- Task statement: Records follow. Select each line holding "Trace".

- Dataset records:
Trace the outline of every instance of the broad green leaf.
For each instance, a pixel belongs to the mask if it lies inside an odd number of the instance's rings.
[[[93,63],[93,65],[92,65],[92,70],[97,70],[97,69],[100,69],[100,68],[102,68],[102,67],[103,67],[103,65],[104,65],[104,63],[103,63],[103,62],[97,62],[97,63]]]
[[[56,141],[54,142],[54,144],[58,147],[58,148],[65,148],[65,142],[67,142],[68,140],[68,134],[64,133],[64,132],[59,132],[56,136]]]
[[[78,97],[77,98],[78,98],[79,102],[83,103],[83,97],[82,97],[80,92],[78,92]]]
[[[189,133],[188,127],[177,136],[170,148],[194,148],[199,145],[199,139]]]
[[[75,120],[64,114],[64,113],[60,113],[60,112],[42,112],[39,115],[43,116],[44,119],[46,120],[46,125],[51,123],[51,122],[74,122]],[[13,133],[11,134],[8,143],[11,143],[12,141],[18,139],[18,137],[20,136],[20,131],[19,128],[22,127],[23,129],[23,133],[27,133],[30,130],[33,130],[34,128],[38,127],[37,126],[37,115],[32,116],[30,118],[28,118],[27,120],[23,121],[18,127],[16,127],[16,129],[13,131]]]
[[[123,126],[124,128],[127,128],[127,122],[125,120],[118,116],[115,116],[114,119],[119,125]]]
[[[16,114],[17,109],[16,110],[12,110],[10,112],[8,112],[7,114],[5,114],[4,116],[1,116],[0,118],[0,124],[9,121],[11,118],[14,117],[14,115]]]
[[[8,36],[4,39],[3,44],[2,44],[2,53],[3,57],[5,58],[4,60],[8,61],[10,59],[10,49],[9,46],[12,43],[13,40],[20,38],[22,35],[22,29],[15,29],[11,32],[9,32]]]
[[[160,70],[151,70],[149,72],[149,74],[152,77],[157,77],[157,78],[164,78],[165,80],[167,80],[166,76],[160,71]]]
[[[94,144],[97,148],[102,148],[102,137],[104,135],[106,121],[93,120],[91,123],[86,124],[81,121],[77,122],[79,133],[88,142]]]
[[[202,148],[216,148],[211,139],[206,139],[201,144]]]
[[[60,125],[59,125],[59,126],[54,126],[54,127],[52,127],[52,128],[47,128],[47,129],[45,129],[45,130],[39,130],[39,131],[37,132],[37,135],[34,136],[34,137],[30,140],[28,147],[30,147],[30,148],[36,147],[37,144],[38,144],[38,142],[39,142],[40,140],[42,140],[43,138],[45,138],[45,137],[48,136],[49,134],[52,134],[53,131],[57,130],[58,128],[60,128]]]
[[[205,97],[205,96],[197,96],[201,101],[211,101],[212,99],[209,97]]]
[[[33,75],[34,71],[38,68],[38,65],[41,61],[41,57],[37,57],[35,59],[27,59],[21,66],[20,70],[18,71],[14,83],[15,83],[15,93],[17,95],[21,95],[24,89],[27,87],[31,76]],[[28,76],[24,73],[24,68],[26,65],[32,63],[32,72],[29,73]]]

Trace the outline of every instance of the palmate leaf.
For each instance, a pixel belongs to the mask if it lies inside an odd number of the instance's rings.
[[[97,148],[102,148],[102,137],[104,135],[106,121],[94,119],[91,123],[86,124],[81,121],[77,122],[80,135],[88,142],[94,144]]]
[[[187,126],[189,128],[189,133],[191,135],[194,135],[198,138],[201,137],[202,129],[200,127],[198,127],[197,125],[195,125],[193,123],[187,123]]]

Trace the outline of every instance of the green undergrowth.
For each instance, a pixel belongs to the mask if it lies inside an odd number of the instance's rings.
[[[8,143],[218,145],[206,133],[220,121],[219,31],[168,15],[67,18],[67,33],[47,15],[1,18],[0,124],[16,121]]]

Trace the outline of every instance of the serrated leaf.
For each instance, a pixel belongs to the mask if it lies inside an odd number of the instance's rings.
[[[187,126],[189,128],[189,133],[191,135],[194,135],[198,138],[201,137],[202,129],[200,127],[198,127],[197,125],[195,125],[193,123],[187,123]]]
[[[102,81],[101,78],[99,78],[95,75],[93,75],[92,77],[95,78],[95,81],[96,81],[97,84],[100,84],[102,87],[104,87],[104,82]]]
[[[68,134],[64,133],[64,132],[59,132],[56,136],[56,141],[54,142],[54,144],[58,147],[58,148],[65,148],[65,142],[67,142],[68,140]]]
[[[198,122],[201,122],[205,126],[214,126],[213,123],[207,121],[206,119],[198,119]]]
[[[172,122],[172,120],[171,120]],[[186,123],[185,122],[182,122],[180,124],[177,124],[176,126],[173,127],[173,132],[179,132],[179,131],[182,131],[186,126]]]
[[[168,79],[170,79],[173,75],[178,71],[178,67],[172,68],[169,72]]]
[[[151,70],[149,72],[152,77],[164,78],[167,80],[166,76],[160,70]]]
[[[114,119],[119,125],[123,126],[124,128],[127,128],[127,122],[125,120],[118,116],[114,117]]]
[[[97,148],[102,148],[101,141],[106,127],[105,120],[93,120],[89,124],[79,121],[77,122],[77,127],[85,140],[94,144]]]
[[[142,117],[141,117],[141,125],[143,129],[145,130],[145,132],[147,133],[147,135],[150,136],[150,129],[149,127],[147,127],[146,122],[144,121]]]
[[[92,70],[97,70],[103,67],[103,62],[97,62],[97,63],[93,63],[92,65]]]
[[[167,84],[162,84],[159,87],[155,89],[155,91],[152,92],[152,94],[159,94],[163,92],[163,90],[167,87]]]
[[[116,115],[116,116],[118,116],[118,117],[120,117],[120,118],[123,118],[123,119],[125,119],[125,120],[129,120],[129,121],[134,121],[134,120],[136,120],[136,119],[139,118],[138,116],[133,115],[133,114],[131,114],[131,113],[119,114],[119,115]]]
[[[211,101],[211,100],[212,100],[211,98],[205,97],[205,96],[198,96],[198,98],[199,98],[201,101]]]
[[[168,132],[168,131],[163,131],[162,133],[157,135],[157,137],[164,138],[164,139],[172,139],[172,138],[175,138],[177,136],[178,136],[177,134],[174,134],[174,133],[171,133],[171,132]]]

- Final answer:
Trace the outline of every instance of the broad green leaf.
Trace the outline of every instance of the palmate leaf.
Trace the outline of every instance of the green undergrowth.
Trace the outline of every instance of the serrated leaf.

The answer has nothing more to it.